• [WHAT YOU SHOULD DO]
Only the lines from the one with "Target: metal colander" to the end of the records are wanted, each repeated exactly, both ends included.

EXERCISE INPUT START

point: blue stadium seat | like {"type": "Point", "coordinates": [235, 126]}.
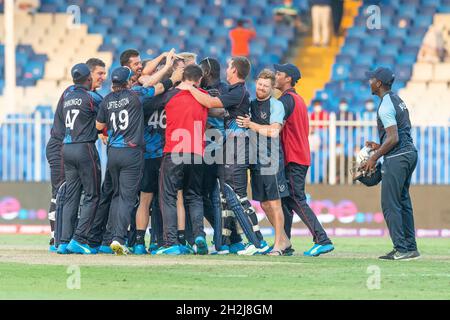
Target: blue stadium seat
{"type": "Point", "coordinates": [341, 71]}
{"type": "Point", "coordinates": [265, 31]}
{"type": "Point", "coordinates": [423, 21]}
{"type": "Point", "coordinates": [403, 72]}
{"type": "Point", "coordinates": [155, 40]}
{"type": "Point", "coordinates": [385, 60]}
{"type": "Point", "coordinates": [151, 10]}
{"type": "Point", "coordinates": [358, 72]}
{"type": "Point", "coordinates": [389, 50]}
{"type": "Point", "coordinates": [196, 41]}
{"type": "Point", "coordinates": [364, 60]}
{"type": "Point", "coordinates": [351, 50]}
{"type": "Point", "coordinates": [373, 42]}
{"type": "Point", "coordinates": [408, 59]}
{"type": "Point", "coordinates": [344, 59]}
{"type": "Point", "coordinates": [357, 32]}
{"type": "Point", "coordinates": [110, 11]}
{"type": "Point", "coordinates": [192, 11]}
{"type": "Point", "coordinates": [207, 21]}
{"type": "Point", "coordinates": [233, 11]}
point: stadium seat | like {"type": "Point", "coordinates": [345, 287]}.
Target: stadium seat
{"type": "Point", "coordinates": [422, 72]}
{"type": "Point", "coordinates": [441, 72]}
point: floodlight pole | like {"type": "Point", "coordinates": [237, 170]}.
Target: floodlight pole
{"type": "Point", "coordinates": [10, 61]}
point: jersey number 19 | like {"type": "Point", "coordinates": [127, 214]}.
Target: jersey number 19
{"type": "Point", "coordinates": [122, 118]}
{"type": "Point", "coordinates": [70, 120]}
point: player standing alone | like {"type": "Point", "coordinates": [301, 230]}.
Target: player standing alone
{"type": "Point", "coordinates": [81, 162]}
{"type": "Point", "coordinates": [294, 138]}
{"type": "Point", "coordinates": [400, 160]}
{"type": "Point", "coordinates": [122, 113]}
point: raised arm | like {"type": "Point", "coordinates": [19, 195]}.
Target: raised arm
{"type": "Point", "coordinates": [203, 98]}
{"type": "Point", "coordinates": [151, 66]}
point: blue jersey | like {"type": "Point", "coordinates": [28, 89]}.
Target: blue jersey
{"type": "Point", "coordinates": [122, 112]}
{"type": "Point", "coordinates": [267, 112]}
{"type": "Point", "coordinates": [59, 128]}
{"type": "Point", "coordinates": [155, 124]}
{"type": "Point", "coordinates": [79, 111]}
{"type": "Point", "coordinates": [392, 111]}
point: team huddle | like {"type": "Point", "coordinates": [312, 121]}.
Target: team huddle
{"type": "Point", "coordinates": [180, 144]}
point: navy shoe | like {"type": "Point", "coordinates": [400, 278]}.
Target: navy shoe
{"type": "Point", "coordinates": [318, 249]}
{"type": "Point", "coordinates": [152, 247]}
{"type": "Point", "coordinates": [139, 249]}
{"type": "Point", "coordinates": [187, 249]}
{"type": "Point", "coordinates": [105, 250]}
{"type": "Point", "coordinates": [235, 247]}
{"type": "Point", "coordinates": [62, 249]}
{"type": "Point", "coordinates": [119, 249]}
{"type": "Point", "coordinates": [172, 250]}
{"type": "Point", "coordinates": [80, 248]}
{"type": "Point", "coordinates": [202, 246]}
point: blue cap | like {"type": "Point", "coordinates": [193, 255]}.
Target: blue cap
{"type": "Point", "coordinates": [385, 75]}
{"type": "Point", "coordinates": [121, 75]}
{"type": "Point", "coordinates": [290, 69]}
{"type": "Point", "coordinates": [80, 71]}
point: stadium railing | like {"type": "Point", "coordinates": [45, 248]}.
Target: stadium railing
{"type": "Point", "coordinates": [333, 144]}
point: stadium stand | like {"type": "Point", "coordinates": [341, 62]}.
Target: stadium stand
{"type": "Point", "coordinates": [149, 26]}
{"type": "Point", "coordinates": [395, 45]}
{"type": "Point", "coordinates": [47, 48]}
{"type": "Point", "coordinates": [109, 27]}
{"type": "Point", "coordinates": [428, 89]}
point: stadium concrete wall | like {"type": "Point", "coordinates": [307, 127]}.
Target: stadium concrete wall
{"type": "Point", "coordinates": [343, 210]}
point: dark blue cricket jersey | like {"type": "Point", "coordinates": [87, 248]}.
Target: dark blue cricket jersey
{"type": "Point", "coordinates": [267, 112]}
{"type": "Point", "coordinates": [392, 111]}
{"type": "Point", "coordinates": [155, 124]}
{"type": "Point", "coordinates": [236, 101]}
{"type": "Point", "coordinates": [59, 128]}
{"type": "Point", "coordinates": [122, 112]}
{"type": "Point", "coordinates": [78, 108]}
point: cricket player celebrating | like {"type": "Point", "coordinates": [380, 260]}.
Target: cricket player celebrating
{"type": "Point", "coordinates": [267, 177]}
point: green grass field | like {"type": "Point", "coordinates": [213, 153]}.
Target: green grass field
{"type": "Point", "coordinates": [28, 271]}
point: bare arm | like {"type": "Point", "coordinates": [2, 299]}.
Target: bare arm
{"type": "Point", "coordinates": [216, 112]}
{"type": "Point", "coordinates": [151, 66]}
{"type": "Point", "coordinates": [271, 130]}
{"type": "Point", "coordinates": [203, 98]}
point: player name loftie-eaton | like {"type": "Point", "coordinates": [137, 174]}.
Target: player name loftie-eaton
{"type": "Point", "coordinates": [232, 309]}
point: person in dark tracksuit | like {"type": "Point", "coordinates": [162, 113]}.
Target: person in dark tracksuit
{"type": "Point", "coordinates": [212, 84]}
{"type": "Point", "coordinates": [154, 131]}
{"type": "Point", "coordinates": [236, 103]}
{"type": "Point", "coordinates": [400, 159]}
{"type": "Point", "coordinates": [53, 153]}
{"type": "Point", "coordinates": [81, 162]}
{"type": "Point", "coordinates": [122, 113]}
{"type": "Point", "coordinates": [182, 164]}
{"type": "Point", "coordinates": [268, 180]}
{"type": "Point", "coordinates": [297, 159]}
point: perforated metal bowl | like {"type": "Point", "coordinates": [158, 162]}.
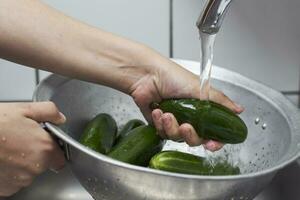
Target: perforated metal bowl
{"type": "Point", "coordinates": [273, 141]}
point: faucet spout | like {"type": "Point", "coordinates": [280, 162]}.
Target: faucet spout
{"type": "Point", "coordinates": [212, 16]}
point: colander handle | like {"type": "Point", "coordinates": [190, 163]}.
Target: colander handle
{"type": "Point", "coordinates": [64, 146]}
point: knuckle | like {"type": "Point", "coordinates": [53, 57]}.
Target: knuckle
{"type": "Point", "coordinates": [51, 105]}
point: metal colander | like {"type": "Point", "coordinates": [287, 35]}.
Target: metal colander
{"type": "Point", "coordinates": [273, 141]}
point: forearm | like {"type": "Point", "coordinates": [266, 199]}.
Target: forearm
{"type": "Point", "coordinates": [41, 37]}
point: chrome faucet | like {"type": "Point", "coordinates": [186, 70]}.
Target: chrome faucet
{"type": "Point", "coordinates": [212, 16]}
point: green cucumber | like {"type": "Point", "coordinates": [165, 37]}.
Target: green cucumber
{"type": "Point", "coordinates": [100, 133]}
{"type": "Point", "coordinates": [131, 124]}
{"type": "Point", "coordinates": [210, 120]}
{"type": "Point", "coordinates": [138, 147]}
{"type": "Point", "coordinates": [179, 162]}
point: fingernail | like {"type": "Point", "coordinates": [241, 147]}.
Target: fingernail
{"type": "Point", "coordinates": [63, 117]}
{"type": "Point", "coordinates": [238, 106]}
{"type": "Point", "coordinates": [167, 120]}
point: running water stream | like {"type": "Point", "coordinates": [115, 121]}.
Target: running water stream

EXERCISE INPUT END

• [RESULT OF THIS EXERCISE]
Target: metal colander
{"type": "Point", "coordinates": [273, 141]}
point: forearm | like {"type": "Point", "coordinates": [266, 199]}.
Target: forearm
{"type": "Point", "coordinates": [41, 37]}
point: chrome faucet | like {"type": "Point", "coordinates": [186, 70]}.
Target: chrome faucet
{"type": "Point", "coordinates": [212, 16]}
point: green cucumber | like {"type": "Point", "coordinates": [165, 37]}.
Target: green cucumber
{"type": "Point", "coordinates": [100, 133]}
{"type": "Point", "coordinates": [131, 124]}
{"type": "Point", "coordinates": [210, 120]}
{"type": "Point", "coordinates": [138, 147]}
{"type": "Point", "coordinates": [179, 162]}
point: fingernail | like {"type": "Point", "coordinates": [241, 147]}.
Target: fingernail
{"type": "Point", "coordinates": [63, 117]}
{"type": "Point", "coordinates": [238, 106]}
{"type": "Point", "coordinates": [167, 120]}
point: running water stream | like {"type": "Point", "coordinates": [115, 121]}.
Target: running water stream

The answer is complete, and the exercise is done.